**YOUR INSTRUCTIONS**
The task calls for an exact copy of the records, without any images.

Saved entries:
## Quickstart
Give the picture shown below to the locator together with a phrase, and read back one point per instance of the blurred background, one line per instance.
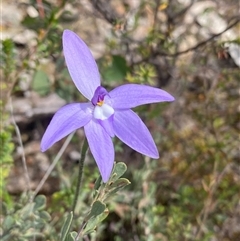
(189, 48)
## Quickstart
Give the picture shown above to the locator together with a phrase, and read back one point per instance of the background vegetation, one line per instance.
(189, 48)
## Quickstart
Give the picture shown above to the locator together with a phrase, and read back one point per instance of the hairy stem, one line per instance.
(80, 172)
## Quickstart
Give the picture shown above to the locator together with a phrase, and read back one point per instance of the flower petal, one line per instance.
(66, 120)
(130, 129)
(131, 95)
(101, 146)
(81, 64)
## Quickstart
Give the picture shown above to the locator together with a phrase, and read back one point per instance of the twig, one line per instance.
(21, 146)
(51, 167)
(162, 53)
(80, 172)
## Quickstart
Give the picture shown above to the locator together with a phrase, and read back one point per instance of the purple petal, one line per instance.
(130, 129)
(101, 146)
(66, 120)
(81, 64)
(132, 95)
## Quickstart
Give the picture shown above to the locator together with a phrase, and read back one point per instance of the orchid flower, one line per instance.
(106, 114)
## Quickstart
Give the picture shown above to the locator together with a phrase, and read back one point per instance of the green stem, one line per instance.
(80, 172)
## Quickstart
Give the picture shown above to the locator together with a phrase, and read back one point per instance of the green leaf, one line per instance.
(40, 202)
(71, 236)
(97, 208)
(117, 186)
(8, 222)
(115, 69)
(66, 226)
(119, 169)
(41, 83)
(94, 221)
(27, 210)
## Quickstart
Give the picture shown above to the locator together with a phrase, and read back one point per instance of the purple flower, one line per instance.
(106, 114)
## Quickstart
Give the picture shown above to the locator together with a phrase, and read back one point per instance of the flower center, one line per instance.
(101, 110)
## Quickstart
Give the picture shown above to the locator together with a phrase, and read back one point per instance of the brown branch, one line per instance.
(162, 53)
(199, 44)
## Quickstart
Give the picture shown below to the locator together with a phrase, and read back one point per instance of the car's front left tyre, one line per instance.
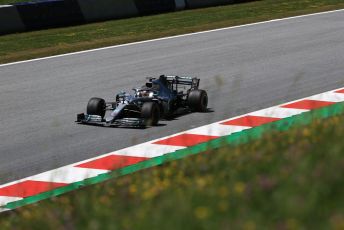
(96, 106)
(151, 113)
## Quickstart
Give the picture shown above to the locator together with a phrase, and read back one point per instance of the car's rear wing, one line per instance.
(183, 80)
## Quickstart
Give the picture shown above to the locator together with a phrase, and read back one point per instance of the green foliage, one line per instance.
(35, 44)
(285, 180)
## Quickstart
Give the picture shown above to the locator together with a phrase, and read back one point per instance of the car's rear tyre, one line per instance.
(96, 106)
(151, 113)
(198, 100)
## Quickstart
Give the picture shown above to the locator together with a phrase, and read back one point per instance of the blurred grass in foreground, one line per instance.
(285, 180)
(21, 46)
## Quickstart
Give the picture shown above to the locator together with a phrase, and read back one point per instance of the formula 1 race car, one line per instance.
(159, 97)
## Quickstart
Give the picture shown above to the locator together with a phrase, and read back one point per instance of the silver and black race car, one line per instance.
(158, 98)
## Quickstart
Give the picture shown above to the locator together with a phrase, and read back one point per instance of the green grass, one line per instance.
(284, 180)
(28, 45)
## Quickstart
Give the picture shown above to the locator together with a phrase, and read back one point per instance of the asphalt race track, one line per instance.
(243, 69)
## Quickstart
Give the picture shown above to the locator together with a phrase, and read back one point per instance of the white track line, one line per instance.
(171, 37)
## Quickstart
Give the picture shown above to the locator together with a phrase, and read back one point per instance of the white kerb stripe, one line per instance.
(7, 199)
(147, 150)
(277, 112)
(217, 129)
(329, 96)
(67, 174)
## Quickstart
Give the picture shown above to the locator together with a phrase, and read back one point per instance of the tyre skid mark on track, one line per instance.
(34, 185)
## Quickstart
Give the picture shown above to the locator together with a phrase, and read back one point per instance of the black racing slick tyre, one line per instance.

**OUTPUT OF THE EXERCISE**
## Quickstart
Give the picture shown below to the locator together with a phrase, and read back one point per instance of the blurred background, one line per instance.
(189, 48)
## Quickstart
Give the picture shown above to the locator together with a phrase, and read back one point per instance of the background vegetation, one line per instance.
(189, 48)
## Quickstart
Give the picture shown above to the locator together with a phrase, and read back one point per instance of the hairy stem, one line per instance.
(80, 172)
## Quickstart
Give the picture shown above to the locator together with a phrase, and read back one point per instance of the flower petal, one line per instance.
(66, 120)
(130, 129)
(131, 95)
(101, 146)
(81, 64)
## Quickstart
Give the picture shown above to the locator together with a phrase, and read back one point per instance of the twig, one line per instance.
(21, 146)
(51, 167)
(162, 53)
(80, 172)
## Quickstart
Give the picture shown above to the locator together with a phrase, and read back one point per instance of the purple petal, one line per instance.
(130, 129)
(101, 146)
(66, 120)
(81, 64)
(132, 95)
## Quickstart
Give the picture shown above to the locator together with a phrase, and read back one point per instance of the orchid flower, one line per instance.
(106, 114)
## Quickstart
Give the picture shown above to the locator together with a phrase, and read back one point per instance of the green stem, one line per instance.
(80, 172)
## Quickstart
Give the picture shown above to the locator together with a phrase, and read back one point per instance of the green leaf, one line per instance.
(40, 202)
(71, 236)
(97, 208)
(117, 186)
(8, 222)
(115, 69)
(66, 226)
(119, 169)
(41, 83)
(94, 221)
(27, 210)
## Quickstart
Give the picture shown above to the locator together with a phrase, and read back one point per instance of the purple flower, one line per instance.
(106, 114)
## Quickstart
Give the picture shown above to the locator together with a phrase, and read back one point per instance of the flower center, one line per instance.
(101, 110)
## Quickstart
Give the picture shown above to the locator together with a phrase, and read back one point per instance of the brown branch, one line per instance.
(162, 53)
(199, 44)
## Quickstart
Give the picture shown below to the locator together with a phrase, and read back one point per instance of the car's front left tyre, one line per instance.
(96, 106)
(151, 113)
## Quickstart
Give the picture shown above to the locator together with a phrase, and read back one point per instance of the car's rear wing, one line per instance.
(183, 80)
## Quickstart
Give the picture shown above to the locator together with a phrase, and read back one point per instance of the green foliage, one line per instance.
(35, 44)
(285, 180)
## Quickstart
Give the picture shown above to the locator together with a phrase, and read back one point per instance of the car's rear tyre, one line per instance.
(96, 106)
(151, 113)
(198, 100)
## Quickstart
Give the picture shown above to the locator together with a phrase, and read back one point per instance of the blurred grass in foreground, one line per instance.
(285, 180)
(21, 46)
## Quickstart
Give the picture shown above to the locator together with a phrase, and read back one point per instance of the formula 1 race car, one line per instance.
(159, 97)
## Quickstart
Give the picture shown above to the locator together with a phrase, and read back one point per instance of the silver and black race car, one line per instance.
(158, 98)
## Quickstart
Give the picture shown above to the locator together with a phrase, and read back one point per instance of the green grass, one line per instance.
(284, 180)
(28, 45)
## Quickstart
Give the picture shown above to the locator together with a phrase, and read back one point per instance of the asphalt race track, one line per instance.
(243, 69)
## Quickstart
Give the picture shown above to the locator together with a phrase, and read back one point per instance of the white track line, one line per instance.
(171, 37)
## Quickstart
Give the picture shown above to the locator together with a phrase, and read back one point per instance of the white kerb stripe, one line per instance.
(7, 199)
(147, 150)
(277, 112)
(217, 129)
(329, 96)
(67, 174)
## Quickstart
Give the picture shown above to the locator together with a phrase, and read back one point per instance of the tyre skid mark on track, one line per instance.
(34, 185)
## Quickstart
Give the picture shown above to the locator together with a phrase, and read back one point per instance of the black racing slick tyre, one line per instance.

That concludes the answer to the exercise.